EXERCISE:
In your copy, repeat the records exactly and leave out the pictures.

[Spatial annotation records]
--*--
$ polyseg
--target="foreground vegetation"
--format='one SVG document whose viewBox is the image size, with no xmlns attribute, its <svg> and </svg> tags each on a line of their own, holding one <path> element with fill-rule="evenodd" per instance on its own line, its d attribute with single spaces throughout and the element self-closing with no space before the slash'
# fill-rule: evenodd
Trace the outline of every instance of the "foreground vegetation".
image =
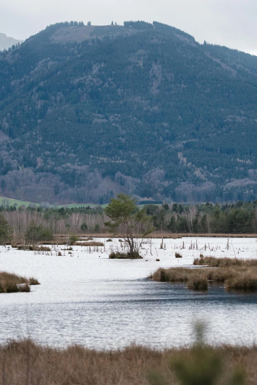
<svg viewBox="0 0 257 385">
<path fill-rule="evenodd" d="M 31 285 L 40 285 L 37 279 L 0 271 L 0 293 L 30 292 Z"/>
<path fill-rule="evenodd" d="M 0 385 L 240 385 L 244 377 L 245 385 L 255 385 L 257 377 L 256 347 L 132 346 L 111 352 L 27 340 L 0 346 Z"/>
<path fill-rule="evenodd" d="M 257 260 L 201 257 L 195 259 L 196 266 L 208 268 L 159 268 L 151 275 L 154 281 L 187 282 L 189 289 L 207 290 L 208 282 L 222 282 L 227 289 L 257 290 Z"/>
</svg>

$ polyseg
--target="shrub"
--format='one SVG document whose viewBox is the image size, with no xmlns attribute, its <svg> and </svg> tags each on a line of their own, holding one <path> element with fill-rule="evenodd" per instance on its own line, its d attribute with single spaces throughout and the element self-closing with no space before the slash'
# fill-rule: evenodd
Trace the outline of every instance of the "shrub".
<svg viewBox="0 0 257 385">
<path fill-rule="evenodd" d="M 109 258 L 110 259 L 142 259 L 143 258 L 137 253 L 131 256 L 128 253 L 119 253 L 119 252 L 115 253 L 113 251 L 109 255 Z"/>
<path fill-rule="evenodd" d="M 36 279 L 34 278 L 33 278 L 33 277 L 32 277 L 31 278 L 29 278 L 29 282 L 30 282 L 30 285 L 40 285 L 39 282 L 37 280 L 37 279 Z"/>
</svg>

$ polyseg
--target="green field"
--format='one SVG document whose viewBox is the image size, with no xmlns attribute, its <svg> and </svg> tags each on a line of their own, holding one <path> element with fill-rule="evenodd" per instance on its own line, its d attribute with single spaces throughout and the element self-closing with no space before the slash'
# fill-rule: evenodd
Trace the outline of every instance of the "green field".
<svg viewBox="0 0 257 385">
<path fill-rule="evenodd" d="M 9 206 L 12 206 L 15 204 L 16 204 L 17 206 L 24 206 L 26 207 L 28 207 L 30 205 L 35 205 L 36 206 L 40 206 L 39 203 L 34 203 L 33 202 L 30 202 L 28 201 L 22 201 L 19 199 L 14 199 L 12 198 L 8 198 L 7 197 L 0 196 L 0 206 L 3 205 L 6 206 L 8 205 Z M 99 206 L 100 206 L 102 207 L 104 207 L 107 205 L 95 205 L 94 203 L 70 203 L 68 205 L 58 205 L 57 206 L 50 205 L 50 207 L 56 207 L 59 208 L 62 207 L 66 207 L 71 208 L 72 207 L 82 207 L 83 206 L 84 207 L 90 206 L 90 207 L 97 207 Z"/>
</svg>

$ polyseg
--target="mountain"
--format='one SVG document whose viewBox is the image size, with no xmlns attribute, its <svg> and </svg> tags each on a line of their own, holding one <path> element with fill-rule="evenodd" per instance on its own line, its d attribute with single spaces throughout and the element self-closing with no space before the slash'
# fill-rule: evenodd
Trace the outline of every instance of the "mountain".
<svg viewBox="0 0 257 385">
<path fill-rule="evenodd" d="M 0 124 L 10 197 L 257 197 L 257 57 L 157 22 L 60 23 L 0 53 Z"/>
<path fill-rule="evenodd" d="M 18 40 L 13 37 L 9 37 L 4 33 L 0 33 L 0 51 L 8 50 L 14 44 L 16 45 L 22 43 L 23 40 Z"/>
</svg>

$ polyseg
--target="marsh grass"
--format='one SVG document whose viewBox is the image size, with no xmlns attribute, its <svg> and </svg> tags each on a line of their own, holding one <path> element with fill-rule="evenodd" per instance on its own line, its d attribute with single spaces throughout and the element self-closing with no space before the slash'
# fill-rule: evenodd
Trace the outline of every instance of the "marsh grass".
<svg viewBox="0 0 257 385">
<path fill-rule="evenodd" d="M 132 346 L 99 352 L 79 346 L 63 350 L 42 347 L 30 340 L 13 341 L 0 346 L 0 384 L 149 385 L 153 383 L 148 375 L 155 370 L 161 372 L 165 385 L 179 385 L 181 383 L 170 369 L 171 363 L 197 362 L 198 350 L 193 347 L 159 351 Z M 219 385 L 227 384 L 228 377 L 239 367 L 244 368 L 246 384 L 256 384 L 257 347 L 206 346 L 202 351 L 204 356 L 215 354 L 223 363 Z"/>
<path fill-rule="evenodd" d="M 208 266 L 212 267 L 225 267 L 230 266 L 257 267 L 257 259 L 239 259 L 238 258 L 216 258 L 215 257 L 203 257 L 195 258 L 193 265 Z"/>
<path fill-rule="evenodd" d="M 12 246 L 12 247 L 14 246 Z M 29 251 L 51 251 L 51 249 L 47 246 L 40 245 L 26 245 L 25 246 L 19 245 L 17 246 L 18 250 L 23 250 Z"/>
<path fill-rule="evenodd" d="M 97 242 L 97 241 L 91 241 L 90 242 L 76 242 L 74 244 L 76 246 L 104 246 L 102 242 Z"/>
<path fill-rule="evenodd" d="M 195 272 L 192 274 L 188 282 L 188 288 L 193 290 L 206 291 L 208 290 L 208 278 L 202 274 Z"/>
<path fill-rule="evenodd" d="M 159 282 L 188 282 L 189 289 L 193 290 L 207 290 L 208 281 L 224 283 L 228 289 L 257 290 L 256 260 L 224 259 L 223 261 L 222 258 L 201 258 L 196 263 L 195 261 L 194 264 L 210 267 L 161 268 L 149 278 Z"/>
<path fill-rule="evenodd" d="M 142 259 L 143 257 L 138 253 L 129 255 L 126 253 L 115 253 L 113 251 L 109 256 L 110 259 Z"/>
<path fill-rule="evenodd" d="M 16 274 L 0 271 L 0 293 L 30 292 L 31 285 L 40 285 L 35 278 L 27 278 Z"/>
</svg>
--*--
FULL SOLUTION:
$ polyseg
--target="foreground vegetation"
--format='one SVG document whose viewBox is the image size, with no xmlns attribute, its <svg> and </svg> tags each on a line of their own, holding one <path> element with fill-rule="evenodd" per instance on its own line, its d attribute with single spaces throughout and the element self-closing with no space before the slash'
# fill-rule: evenodd
Trace the outline of every instance of the "foreground vegetation".
image =
<svg viewBox="0 0 257 385">
<path fill-rule="evenodd" d="M 31 285 L 40 285 L 37 279 L 0 271 L 0 293 L 30 292 Z"/>
<path fill-rule="evenodd" d="M 0 385 L 240 385 L 244 377 L 245 385 L 255 385 L 257 377 L 256 347 L 132 346 L 111 352 L 27 340 L 0 346 Z"/>
<path fill-rule="evenodd" d="M 257 260 L 201 257 L 195 259 L 196 266 L 208 268 L 159 268 L 151 275 L 154 281 L 187 282 L 189 289 L 207 290 L 208 282 L 222 282 L 227 289 L 257 290 Z"/>
</svg>

$ polyseg
--target="shrub"
--format='one SVG document whose viewBox is the image size, with no xmlns attribute, its <svg> and </svg> tags each on a line of their own, holding one <path> element with fill-rule="evenodd" per instance on its own line, its d attribute with single spaces throughout and the element self-closing with no space before the slash'
# fill-rule: evenodd
Trace the outline of every instance of the "shrub".
<svg viewBox="0 0 257 385">
<path fill-rule="evenodd" d="M 109 258 L 110 259 L 142 259 L 143 258 L 137 253 L 131 256 L 128 253 L 119 253 L 119 252 L 115 253 L 113 251 L 109 255 Z"/>
<path fill-rule="evenodd" d="M 36 279 L 34 278 L 33 278 L 33 277 L 32 277 L 31 278 L 29 278 L 29 282 L 30 282 L 30 285 L 40 285 L 39 282 L 37 280 L 37 279 Z"/>
</svg>

$ polyseg
--target="green field"
--format='one SVG document whose viewBox is the image size, with no xmlns attribute, its <svg> and </svg> tags each on a line of their own, holding one <path> element with fill-rule="evenodd" per instance on its own line, its d attribute with single spaces throughout and the element self-closing with no space before the slash'
# fill-rule: evenodd
Trace the outline of every instance of the "green field".
<svg viewBox="0 0 257 385">
<path fill-rule="evenodd" d="M 9 206 L 12 206 L 15 204 L 16 204 L 17 206 L 24 206 L 26 207 L 28 207 L 30 205 L 35 205 L 36 206 L 40 206 L 39 203 L 34 203 L 33 202 L 30 202 L 28 201 L 22 201 L 19 199 L 14 199 L 12 198 L 8 198 L 7 197 L 0 196 L 0 206 L 3 205 L 6 206 L 8 205 Z M 99 206 L 100 206 L 102 207 L 104 207 L 107 205 L 95 205 L 94 203 L 70 203 L 68 205 L 58 205 L 57 206 L 50 205 L 50 207 L 56 207 L 59 208 L 62 207 L 66 207 L 71 208 L 72 207 L 82 207 L 83 206 L 84 207 L 90 206 L 90 207 L 97 207 Z"/>
</svg>

$ polyseg
--target="mountain"
--format='one SVG document whose viewBox is the image size, with no xmlns attribute, its <svg> and </svg> tags each on a line of their own, holding one <path> element with fill-rule="evenodd" per instance on its own line, its d attribute with single spaces throughout and the element self-closing with no space before the slash'
# fill-rule: evenodd
Trace the outline of every instance of the "mountain".
<svg viewBox="0 0 257 385">
<path fill-rule="evenodd" d="M 0 124 L 10 197 L 257 197 L 257 57 L 157 22 L 60 23 L 0 53 Z"/>
<path fill-rule="evenodd" d="M 18 40 L 13 37 L 9 37 L 4 33 L 0 33 L 0 51 L 8 50 L 14 44 L 16 45 L 22 43 L 23 40 Z"/>
</svg>

$ polyseg
--target="marsh grass"
--format='one SVG document whose viewBox is the image size, with no xmlns attribute, its <svg> and </svg> tags each on a line of their own, holding one <path> element with fill-rule="evenodd" per instance on its own line, its d attribute with single spaces throughout and the element self-closing with no space before the slash'
# fill-rule: evenodd
Trace the outline of every instance of the "marsh grass".
<svg viewBox="0 0 257 385">
<path fill-rule="evenodd" d="M 132 346 L 99 352 L 79 346 L 63 350 L 42 347 L 30 340 L 13 341 L 0 346 L 0 384 L 149 385 L 153 383 L 148 375 L 155 370 L 161 372 L 165 385 L 179 385 L 181 383 L 170 369 L 171 363 L 197 362 L 198 350 L 193 347 L 159 351 Z M 219 385 L 227 384 L 228 377 L 239 367 L 244 368 L 246 384 L 256 384 L 257 347 L 206 346 L 202 351 L 204 356 L 215 354 L 223 363 Z"/>
<path fill-rule="evenodd" d="M 208 266 L 212 267 L 225 267 L 230 266 L 257 267 L 257 259 L 239 259 L 238 258 L 216 258 L 215 257 L 203 257 L 195 258 L 193 265 Z"/>
<path fill-rule="evenodd" d="M 12 246 L 12 247 L 14 246 Z M 29 251 L 51 251 L 51 249 L 47 246 L 40 245 L 26 245 L 25 246 L 19 245 L 17 246 L 18 250 L 23 250 Z"/>
<path fill-rule="evenodd" d="M 97 242 L 97 241 L 91 241 L 90 242 L 76 242 L 74 244 L 76 246 L 104 246 L 102 242 Z"/>
<path fill-rule="evenodd" d="M 195 272 L 192 274 L 188 282 L 188 288 L 193 290 L 206 291 L 208 290 L 208 278 L 202 274 Z"/>
<path fill-rule="evenodd" d="M 159 282 L 188 282 L 189 289 L 193 290 L 207 290 L 208 281 L 224 283 L 228 289 L 257 290 L 256 260 L 224 259 L 223 261 L 222 258 L 201 258 L 196 263 L 195 261 L 194 264 L 210 267 L 161 268 L 149 278 Z"/>
<path fill-rule="evenodd" d="M 142 259 L 143 257 L 138 253 L 129 255 L 126 253 L 115 253 L 113 251 L 109 256 L 110 259 Z"/>
<path fill-rule="evenodd" d="M 16 274 L 0 271 L 0 293 L 30 292 L 31 285 L 40 285 L 35 278 L 27 278 Z"/>
</svg>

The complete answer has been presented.